_IHRE AUFGABEN_
(1) Worauf führt der Text über die Hürden geistigen Fortschritts die hohen Hürden heute zurück?
(2) Fassen Sie den Text über die Hürden geistigen Fortschritts in zwei Sätzen zusammen.
(3) Schreiben Sie den Text über die Hürden geistigen Fortschritts im Anschluss an seinen letzten Satz weiter.

_VORLIEGENDER TEXT_
----------

Donnerstag, 10. Juni 2010

Hürden geistigen Fortschritts - 1

Von der Kunst ist man an ständig Neues gewöhnt, und man kann es als neue Form auch schnell erkennen.

In der Philosophie ist Neues nicht selbstverständlich und bedeutend schwieriger zu erkennen, weil sich neue Inhalte nicht gleich offensichtlich von allein erschließen, sondern von vornherein eigenes Mitdenken verlangen.


Anfangs glaubte ich dennoch mit jugendlichem Elan, dass neue Gedanken, die wahr und gut und richtig wären, Menschen auf Anhieb ansprechen, überzeugen und damit auch sich selbst beweisen würden, und eine wirklich große Idee dem entsprechend das Potential hätte, alle Probleme, für die wir als Menschen selbst verantwortlich sind, auf einen Schlag zu beseitigen. Geistige Erlösung sozusagen. Weisheit, Frieden, Klarheit, Lebensglück mit einem Mal.


Später war ich lange Zeit davon überzeugt, dass es allein an mangelnder geistiger Offenheit der Menschen läge, wenn sich Gedanken, die ich gut und richtig fand, nur schwer vermitteln ließen.


Heute gehe ich davon aus, und es fühlt sich versöhnlicher an, dass es am Wesen des Neuen des liegt, wenn es hohe Hürden für geistigen Fortschritt gibt - und man folglich auch den Wert neuer Ideen nicht an deren erster Resonanz schon überprüfen kann.


Wie soll man überhaupt Neues erkennen, wie Neues vermitteln, wenn man, um zu verstehen, grundsätzlich nur an Altes andocken kann?

Das Neue kommt ja selbst im Gewand des Bekannten einher. Es bedient sich der erlernten Sprache, tradierten Begriffen und ist seinerseits stets weitestgehend aus vorhandenen Gedanken entstanden.

----------

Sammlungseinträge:
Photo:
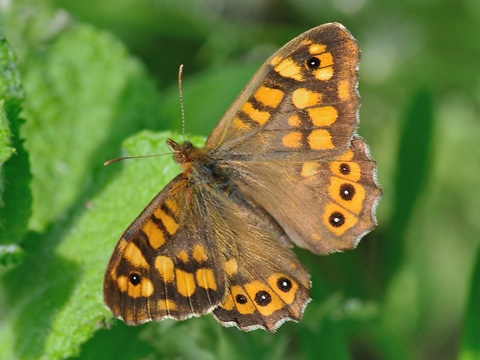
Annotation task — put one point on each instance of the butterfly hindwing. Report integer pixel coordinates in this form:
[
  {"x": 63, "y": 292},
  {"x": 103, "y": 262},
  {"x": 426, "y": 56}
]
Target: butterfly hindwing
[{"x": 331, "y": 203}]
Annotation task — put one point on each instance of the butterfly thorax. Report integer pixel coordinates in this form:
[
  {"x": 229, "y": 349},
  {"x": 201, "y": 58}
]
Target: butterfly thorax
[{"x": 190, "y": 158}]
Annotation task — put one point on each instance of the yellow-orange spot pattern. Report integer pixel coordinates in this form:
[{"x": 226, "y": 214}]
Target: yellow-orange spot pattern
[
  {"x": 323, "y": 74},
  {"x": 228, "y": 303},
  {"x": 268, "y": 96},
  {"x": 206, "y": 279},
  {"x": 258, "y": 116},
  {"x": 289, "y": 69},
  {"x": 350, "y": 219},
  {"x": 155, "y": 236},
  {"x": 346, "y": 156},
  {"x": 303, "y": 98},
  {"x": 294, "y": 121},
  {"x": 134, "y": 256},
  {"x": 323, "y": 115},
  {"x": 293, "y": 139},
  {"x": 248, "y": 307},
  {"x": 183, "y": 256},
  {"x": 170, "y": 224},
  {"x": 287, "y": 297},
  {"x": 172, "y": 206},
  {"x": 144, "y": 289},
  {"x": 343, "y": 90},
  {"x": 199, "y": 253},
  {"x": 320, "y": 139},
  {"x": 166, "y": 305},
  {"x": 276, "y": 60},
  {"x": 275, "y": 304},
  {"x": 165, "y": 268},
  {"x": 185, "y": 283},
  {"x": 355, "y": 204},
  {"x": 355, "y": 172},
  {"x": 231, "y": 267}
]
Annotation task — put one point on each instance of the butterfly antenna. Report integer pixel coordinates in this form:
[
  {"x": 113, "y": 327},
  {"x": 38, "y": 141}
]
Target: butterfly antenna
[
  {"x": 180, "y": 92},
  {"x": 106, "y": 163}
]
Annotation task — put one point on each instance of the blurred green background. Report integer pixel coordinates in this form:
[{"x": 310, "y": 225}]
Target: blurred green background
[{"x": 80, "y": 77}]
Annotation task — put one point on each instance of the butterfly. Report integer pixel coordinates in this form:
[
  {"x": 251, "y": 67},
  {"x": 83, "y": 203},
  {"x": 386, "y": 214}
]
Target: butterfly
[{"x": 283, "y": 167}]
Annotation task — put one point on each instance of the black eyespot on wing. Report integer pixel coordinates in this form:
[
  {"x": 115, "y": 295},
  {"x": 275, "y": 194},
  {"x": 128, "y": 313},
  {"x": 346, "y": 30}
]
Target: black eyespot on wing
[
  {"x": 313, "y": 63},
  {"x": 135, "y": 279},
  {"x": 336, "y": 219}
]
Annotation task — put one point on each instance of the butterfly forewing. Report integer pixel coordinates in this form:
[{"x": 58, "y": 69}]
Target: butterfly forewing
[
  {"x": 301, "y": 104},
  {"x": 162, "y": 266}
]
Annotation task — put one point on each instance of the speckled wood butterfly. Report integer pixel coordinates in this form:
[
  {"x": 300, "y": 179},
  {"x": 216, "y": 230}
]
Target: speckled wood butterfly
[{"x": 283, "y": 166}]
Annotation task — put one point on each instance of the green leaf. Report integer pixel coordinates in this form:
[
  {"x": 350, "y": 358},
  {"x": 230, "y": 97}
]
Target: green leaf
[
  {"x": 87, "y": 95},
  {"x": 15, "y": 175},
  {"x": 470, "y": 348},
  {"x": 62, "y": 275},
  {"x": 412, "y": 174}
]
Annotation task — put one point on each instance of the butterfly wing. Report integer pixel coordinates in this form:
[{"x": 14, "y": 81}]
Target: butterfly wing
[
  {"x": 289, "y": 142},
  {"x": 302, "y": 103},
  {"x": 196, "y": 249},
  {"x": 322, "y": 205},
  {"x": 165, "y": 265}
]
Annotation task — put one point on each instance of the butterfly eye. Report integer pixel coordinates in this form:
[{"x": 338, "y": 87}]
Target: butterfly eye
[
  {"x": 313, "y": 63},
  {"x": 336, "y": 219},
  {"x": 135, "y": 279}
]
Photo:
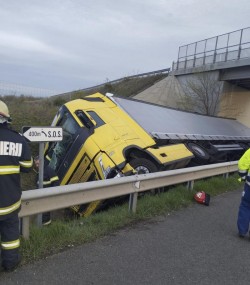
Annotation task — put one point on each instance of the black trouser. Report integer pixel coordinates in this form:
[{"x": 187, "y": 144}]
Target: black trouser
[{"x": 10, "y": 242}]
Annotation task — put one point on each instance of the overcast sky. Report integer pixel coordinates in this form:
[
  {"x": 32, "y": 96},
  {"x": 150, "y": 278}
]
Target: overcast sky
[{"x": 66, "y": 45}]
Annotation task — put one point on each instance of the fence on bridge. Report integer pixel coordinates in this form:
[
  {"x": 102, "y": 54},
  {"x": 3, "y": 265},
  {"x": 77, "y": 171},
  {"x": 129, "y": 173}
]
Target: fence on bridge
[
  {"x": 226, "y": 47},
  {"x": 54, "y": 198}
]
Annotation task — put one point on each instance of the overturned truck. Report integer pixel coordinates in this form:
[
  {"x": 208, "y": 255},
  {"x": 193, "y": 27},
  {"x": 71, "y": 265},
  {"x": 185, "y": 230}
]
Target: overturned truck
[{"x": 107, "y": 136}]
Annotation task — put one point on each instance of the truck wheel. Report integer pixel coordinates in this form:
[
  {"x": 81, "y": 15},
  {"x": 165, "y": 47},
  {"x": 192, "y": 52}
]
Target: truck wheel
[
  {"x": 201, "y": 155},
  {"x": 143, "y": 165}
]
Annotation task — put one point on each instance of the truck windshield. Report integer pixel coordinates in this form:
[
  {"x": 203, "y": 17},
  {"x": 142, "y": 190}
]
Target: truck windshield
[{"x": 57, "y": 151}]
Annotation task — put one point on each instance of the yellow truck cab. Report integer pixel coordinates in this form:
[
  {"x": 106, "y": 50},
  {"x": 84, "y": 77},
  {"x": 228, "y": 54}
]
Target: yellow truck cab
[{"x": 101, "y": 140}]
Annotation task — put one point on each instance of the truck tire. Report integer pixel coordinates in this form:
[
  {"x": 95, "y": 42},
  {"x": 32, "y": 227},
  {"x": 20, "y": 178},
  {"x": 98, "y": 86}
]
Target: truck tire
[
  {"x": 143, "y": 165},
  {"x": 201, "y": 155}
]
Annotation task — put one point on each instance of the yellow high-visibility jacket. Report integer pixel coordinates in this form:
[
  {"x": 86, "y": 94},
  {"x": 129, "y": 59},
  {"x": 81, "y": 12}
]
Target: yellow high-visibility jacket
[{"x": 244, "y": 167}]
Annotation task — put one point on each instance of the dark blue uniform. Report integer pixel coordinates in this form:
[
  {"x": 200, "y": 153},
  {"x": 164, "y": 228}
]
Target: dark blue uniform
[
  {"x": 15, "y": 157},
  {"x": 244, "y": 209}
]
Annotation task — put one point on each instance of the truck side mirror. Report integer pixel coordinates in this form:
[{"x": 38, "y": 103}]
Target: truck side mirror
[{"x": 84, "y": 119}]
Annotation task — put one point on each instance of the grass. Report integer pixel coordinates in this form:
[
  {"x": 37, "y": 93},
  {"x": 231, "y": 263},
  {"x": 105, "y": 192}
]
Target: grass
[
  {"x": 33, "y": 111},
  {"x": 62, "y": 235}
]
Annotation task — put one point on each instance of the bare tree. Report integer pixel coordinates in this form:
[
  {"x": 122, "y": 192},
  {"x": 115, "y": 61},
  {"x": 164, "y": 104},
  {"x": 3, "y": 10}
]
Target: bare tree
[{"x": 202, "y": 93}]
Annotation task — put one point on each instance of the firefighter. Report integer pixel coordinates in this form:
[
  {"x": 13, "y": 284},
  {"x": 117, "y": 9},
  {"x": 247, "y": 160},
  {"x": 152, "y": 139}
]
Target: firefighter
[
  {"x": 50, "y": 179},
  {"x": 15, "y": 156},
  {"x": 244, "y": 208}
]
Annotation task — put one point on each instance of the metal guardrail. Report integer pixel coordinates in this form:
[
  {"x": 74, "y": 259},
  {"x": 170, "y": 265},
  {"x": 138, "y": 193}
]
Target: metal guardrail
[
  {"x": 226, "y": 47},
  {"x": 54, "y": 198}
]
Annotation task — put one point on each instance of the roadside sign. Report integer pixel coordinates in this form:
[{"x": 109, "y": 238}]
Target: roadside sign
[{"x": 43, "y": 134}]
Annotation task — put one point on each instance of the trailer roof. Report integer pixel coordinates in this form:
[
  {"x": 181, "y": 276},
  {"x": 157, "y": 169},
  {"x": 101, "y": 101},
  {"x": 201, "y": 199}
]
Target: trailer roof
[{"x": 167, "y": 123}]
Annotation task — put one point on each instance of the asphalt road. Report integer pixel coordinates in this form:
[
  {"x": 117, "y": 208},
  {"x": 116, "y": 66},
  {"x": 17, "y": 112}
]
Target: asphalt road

----------

_ERGEBNISSE_
(1) Auf das Wesen des Neuen.

(2) Anders als in der Kunst ist Neues in der Philosophie schwer zu erkennen, weil es von vornherein eigenes Mitdenken verlangt. Die Erklärung dafür, dass sich neue Gedanken nur schwer vermitteln lassen, wandelte sich vom jugendlichen Glauben an ihre sofortige Überzeugungskraft über den Vorwurf mangelnder geistiger Offenheit hin zur Ansicht, dass die Hürden im Wesen des Neuen liegen, das nur an Altes andocken kann und im Gewand des Bekannten auftritt.

(3)
Auch für den Empfänger sind gespeicherte Informationen und gewohnte Gedankenmuster die Grundlage, auf der Verstehen nur geschehen kann.

Was man nicht verknüpfen kann, entzieht sich vorerst dem Begreifen.


Das jedoch, was sich auf Anhieb verstehen lässt, sind allein die Aspekte, die man ins Alte einordnen kann.

Dann aber erscheint Neues nicht mehr wirklich neu:

Das habe ich schon gelesen..., das haben doch vorher schon andere gesagt... -

Bruchstücke werden herauspickt, in Bekanntes einfügt und diesem untergeordnet. Dass sie am Ende im neuen Zusammenhang auch einen ganz neuen Sinn ergeben, wird nicht gesehen.


"Ich verstehe", erweist sich daher Neuem gegenüber in der Regel als sehr trügerisch und deutet, wenn sofort ausgesprochen, meist auf absolutes Unverständnis hin.

Dann ist es fast schon besser, Neues wird erst einmal als Blödsinn abgetan und somit wenigstens als ungewohnt und unverständlich wahrgenommen.

Selbst wenn auch dies nicht zu weiterem Verständnis führt.


Fazit - 1:

Neues Denken braucht stets einen sehr langen Atem.

Denn anfangs wird es sogar als Neues schwer erkannt, weil erst einmal nur ankommt, was man schon kennt.